━━━━━ EXTRAIT À LIRE
Le foot entretient ses déséquilibres

Alors, elle arrive, ma Ligue des Champions ?

La Champion’s league est de retour pour les quarts de finale cette semaine. La compétition la plus médiatique du foot offre une nouvelle fois des affiches entre les mêmes clubs du gotha européen. Conséquence d’un déséquilibre structurel du football moderne selon Bastien Drut, auteur de “Economie du football professionnel” chez La Découverte.

Un air de déjà-vu. Ces dernières années, le football ressemble à une série américaine. Toujours les mêmes acteurs, le même scénario et les mêmes dialogues. “L’important, c’est les 3 points”. La Ligue des Champions (LdC), dont les quarts de finale retour ont lieu cette semaine en est l’incarnation la plus parfaite. Si un ou deux clubs “surprises” arrivent souvent à se hisser à ce niveau de la compétition – Schalke et Tottenham cette année, Bordeaux et le CSK l’an dernier – le gros des troupes est toujours le même. On se dirige d’ailleurs tout droit vers une finale Barcelone-Manchester United, tous deux triple-vainqueurs de la compétition.

Point de salut en dehors de la LdC

Ce conservatisme de fait trouve ses racines dans les structures même du football professionnel, d’après Bastien Drut. Thésard entre les universités de Nanterre et Bruxelles, il a étudié les fondements économiques du monde du ballon rond dans son livre “Economie du football professionnel“. Selon l’auteur, la Champion’s League est “accélératrice d’inégalité”. En 2009-2010, 746 millions d’euros ont été reversés aux 32 participants de la première phase. Le vainqueur, l’Inter Milan, s’est vu attribuer une prime de 19,3 millions d’euros.
━━━━━━━━━━
━━━━━ LIGNES DE DONNÉES
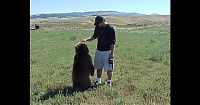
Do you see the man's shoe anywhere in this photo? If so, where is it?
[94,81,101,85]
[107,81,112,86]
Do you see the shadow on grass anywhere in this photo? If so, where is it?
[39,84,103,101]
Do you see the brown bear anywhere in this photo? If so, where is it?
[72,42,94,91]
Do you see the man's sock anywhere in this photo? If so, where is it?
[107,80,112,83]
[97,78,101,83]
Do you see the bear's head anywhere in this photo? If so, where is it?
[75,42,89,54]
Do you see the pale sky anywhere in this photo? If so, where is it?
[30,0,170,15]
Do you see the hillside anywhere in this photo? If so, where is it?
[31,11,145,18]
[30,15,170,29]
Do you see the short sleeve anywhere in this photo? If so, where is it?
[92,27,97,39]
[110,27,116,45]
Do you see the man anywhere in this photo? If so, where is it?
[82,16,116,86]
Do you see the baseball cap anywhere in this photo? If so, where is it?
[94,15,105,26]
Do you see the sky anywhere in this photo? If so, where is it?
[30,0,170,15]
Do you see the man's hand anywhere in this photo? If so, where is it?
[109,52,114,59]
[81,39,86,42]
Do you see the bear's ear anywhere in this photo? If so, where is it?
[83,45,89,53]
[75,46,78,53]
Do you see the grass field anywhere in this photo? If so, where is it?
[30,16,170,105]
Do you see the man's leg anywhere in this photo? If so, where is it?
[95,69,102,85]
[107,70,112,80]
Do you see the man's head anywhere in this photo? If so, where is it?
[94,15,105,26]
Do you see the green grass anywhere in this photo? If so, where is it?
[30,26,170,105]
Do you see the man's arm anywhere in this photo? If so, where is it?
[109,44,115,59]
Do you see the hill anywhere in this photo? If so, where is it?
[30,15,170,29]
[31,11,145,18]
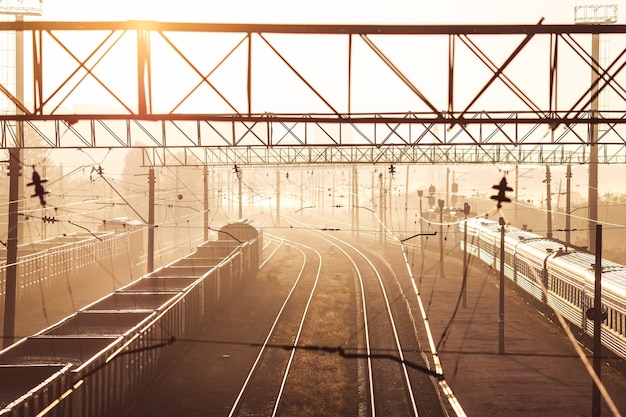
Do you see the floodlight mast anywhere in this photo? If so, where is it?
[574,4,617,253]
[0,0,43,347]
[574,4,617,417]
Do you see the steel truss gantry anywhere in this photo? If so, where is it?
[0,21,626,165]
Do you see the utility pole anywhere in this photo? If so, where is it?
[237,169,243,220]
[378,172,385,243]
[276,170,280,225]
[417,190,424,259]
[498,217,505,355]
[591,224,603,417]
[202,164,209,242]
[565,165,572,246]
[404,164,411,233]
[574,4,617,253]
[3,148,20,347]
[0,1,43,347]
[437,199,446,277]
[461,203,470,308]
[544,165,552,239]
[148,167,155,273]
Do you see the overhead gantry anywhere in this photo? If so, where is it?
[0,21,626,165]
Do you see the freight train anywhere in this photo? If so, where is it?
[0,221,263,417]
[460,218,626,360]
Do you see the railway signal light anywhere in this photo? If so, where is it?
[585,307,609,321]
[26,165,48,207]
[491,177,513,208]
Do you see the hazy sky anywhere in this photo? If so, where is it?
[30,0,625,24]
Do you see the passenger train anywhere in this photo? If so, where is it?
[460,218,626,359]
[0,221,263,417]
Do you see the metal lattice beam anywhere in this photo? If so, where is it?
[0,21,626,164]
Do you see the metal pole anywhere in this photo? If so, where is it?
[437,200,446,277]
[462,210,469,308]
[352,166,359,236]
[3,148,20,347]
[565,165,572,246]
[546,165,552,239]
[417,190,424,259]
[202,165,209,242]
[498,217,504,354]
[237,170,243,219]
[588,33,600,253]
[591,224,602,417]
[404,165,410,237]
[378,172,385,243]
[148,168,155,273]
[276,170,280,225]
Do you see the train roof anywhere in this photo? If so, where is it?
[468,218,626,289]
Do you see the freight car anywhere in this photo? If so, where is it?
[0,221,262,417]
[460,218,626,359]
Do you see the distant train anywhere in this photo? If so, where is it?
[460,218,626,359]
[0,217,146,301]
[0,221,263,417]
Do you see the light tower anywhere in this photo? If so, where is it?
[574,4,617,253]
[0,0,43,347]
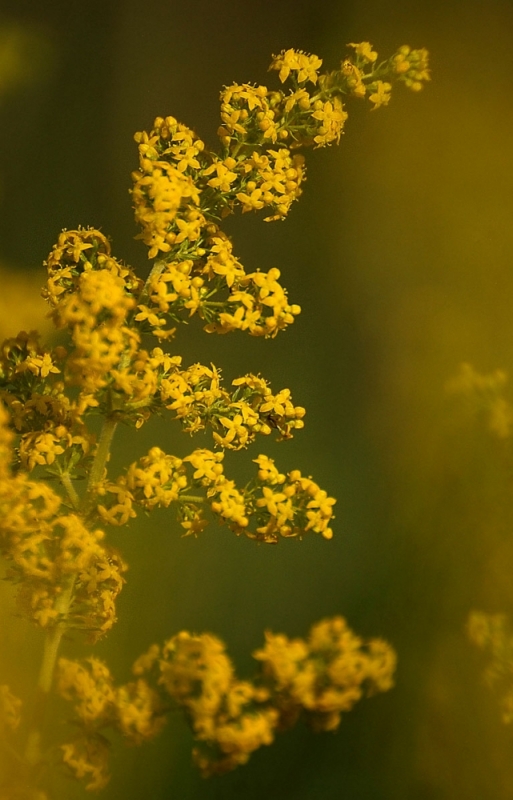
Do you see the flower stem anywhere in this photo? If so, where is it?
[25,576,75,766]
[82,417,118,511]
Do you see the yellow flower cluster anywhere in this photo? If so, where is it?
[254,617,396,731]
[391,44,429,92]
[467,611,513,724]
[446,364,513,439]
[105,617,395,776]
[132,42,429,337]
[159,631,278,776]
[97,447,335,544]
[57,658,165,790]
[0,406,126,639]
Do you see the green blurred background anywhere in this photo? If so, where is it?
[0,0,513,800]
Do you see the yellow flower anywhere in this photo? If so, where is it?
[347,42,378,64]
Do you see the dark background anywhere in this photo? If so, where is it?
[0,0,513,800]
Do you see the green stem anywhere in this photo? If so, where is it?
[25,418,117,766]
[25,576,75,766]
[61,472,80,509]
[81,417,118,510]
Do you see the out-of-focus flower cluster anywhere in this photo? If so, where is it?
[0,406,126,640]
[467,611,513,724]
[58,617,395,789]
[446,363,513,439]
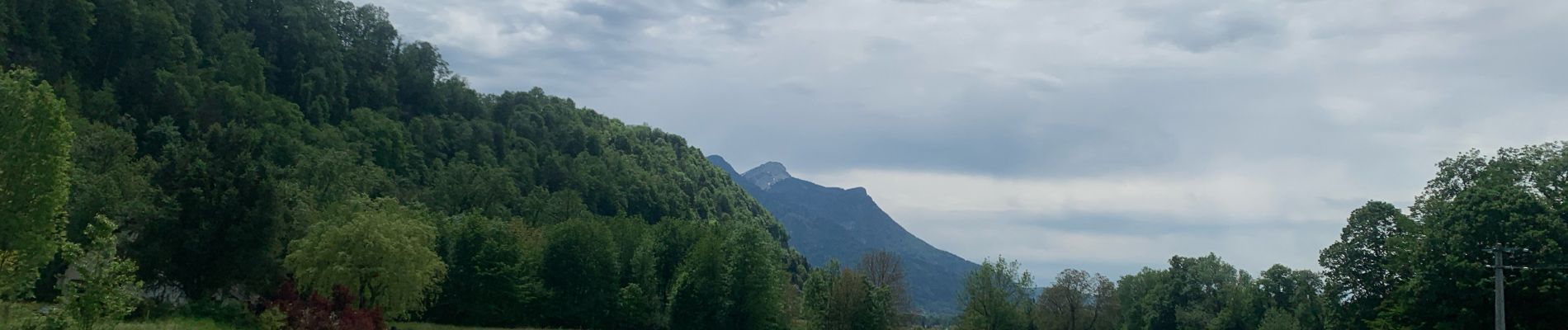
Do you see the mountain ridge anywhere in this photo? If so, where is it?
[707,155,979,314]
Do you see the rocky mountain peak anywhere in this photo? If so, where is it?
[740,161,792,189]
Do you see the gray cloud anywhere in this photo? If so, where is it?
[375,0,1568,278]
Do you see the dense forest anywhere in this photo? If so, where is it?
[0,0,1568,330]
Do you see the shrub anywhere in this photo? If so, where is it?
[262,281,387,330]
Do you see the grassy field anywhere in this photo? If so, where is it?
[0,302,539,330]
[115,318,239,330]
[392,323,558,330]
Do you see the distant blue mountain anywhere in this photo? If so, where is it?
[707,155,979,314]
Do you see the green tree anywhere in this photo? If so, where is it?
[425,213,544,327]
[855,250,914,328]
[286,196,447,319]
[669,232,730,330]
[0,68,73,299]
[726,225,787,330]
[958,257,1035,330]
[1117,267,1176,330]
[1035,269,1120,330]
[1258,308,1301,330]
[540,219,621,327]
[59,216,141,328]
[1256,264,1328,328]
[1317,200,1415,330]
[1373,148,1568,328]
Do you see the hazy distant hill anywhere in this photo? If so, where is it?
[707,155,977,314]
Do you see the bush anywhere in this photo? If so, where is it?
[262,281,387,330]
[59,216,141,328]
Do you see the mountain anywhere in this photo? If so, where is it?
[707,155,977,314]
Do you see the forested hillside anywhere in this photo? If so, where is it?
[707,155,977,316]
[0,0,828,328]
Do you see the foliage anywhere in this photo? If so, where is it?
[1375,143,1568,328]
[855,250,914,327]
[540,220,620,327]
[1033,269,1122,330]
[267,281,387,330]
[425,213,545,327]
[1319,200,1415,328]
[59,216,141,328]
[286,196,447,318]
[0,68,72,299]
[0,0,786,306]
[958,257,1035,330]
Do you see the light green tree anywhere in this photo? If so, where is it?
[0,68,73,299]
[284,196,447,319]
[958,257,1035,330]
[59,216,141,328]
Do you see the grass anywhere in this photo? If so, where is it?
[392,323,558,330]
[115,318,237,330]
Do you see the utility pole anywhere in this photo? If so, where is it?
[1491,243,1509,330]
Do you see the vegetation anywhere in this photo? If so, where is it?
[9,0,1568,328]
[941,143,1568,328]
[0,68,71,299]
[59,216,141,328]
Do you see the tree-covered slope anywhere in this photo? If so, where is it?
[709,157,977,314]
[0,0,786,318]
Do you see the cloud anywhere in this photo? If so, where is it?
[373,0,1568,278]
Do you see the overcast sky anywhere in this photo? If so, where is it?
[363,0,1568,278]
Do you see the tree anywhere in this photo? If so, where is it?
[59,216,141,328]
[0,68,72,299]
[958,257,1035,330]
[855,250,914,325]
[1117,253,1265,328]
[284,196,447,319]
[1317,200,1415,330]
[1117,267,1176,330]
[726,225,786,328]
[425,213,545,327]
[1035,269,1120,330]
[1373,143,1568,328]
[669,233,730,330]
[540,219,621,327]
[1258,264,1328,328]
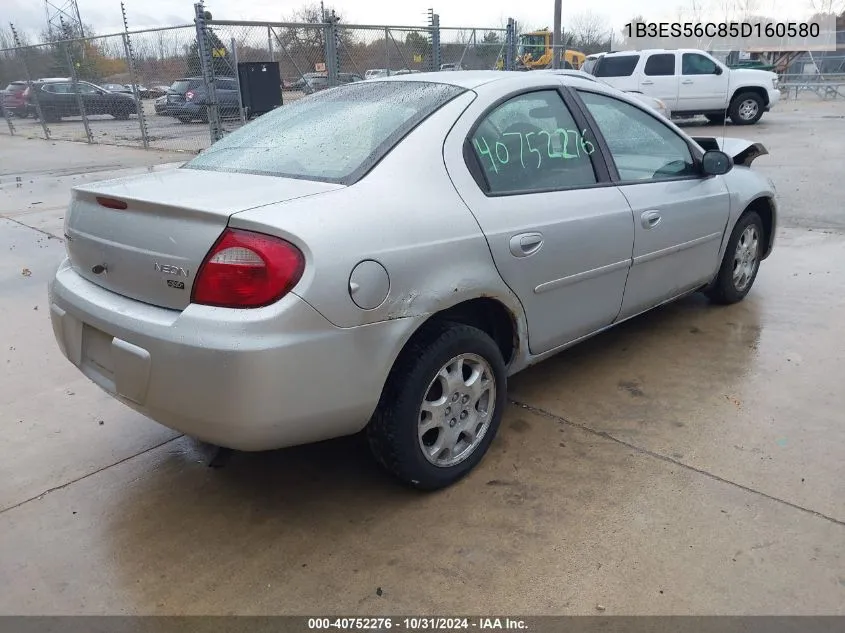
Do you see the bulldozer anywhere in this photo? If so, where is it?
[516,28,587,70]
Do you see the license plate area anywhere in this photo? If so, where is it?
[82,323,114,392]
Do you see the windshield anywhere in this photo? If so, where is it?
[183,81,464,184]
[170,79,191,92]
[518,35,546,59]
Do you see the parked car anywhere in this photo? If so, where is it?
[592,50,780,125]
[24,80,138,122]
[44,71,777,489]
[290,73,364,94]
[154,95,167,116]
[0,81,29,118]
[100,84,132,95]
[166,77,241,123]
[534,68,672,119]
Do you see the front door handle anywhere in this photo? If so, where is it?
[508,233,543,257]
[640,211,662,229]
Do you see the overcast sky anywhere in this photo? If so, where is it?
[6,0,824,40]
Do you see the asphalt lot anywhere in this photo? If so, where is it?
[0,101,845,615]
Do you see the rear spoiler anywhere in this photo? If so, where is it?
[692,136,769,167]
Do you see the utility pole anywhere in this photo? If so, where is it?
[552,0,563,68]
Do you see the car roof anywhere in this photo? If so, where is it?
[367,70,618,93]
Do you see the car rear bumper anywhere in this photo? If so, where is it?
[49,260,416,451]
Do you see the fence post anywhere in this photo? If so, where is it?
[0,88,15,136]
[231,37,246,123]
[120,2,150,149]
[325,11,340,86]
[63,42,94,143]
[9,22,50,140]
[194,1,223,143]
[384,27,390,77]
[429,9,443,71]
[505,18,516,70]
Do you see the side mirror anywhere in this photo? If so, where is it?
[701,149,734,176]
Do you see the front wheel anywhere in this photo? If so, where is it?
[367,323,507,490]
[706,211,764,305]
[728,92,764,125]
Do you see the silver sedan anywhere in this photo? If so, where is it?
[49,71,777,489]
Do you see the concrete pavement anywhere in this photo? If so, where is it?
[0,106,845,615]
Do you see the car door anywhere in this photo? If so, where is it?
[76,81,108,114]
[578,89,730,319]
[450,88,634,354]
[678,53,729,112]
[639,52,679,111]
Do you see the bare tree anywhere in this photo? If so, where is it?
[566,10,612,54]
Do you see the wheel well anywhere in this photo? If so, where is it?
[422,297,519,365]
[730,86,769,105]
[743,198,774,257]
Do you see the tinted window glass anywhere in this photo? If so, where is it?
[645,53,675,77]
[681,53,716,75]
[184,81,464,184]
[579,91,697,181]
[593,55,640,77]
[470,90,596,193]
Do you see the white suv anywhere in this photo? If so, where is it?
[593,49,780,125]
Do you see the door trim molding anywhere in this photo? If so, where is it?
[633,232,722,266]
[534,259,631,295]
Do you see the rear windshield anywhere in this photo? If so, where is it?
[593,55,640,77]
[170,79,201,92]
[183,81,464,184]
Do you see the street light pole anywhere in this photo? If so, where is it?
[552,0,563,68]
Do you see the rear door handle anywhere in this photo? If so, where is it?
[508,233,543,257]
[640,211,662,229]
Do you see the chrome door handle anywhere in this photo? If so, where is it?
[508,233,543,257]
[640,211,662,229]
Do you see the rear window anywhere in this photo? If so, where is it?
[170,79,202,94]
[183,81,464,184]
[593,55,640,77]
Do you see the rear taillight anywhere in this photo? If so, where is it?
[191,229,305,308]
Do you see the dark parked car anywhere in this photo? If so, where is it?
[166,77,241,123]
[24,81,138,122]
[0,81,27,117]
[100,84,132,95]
━━━━━━━━━━
EXERCICE COURT 1
D'après l'extrait sur la Ligue des Champions, quelle prime le vainqueur de l'édition 2009-2010 a-t-il reçue ?
EXERCICE COURT 2
Traduisez en anglais cette phrase de l'extrait sur la Ligue des Champions : « La Champion’s league est de retour pour les quarts de finale cette semaine. »
EXERCICE COURT 3
Recopiez, s'il vous plaît, l'extrait sur la Ligue des Champions à partir des mots "Ce conservatisme de", en vous arrêtant après "19,3 millions d’euros.".

RÉSULTAT 1
L'Inter Milan a reçu une prime de 19,3 millions d'euros.

RÉSULTAT 2
The Champions League is back for the quarterfinals this week.

RÉSULTAT 3
Ce conservatisme de fait trouve ses racines dans les structures même du football professionnel, d’après Bastien Drut. Thésard entre les universités de Nanterre et Bruxelles, il a étudié les fondements économiques du monde du ballon rond dans son livre “Economie du football professionnel“. Selon l’auteur, la Champion’s League est “accélératrice d’inégalité”. En 2009-2010, 746 millions d’euros ont été reversés aux 32 participants de la première phase. Le vainqueur, l’Inter Milan, s’est vu attribuer une prime de 19,3 millions d’euros.